* [Exercise passage]:
○ ○ ○ ○ ○ ○ ○
While Thonis-Heracleion is still only accessible to scuba divers, Alexandria’s ruins will hopefully be on view via the proposed Underwater Archeological Museum of Alexandria soon.

4 OF 15

San Roma de Sau

WHERE: Spain

Another reservoir, another village lost to floods. This 1,000-year-old village in Catalonia between Barcelona and the French border in north-eastern Spain became submerged in the 1960s. The people moved, taking with them their belongings and their dead, exhuming bodies of loved ones from the cemetery. The village stays submerged, except for the church spire, which stands tall above the water level. Only the top of the spire is visible at high water, but at low levels, the entire church and the tops of other buildings also emerge in a creepy spectacle.

5 OF 15

Port Royal

WHERE: Jamaica

On June 7, 1692, a massive earthquake followed by a tsunami killed 2,000 people and submerged the city of Port Royal in Jamaica. Once called the “wickedest city on earth,” Port Royal was home to real-life pirates of the Caribbean, and the city’s sinking was deemed an act of God. But that did not stop the pirates, who just moved farther up the coast. Today it is deemed one of the best-preserved underwater cities in the world, with only a few items being removed and placed into various museums across Jamaica. You can scuba dive to the sunken city but need special permission from the authorities.

6 OF 15

Dwarka

WHERE: India

The 32,000-year-old underwater city of Dwarka, or “Gateway to Heaven,” was discovered submerged some 100 feet below the Gulf of Cambay in 1988. Ancient structures, pillars, grids of a city, and ancient artifacts were found. Steeped in mystery, some believe them to be at least 10,000 years old, others say they could be 5,000 years of age, yet others are sure that they date from the Middle Ages. Yet, others claim that in 1473 the Gujarat Sultan Mahmud Begada attacked the city and destroyed the temple of Dwarka. Either way, this is a true underwater city, long lost, full of mystery and legend, and magnificent.
○ ○ ○ ○ ○ ○ ○
* [Data provided]:
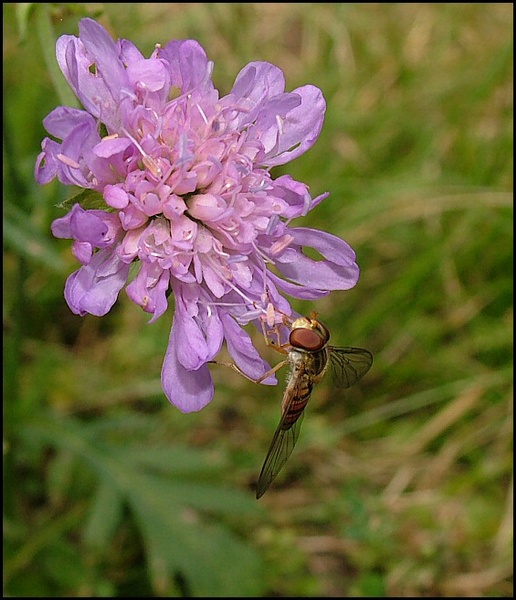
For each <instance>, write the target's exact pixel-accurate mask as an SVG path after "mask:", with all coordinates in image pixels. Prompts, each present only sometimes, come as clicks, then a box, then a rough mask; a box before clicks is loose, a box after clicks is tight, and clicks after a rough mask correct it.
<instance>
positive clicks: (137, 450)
○ ○ ○ ○ ○ ○ ○
Repeat the passage on sunken cities word for word, from "The 32,000-year-old underwater" up to and including "legend, and magnificent.".

The 32,000-year-old underwater city of Dwarka, or “Gateway to Heaven,” was discovered submerged some 100 feet below the Gulf of Cambay in 1988. Ancient structures, pillars, grids of a city, and ancient artifacts were found. Steeped in mystery, some believe them to be at least 10,000 years old, others say they could be 5,000 years of age, yet others are sure that they date from the Middle Ages. Yet, others claim that in 1473 the Gujarat Sultan Mahmud Begada attacked the city and destroyed the temple of Dwarka. Either way, this is a true underwater city, long lost, full of mystery and legend, and magnificent.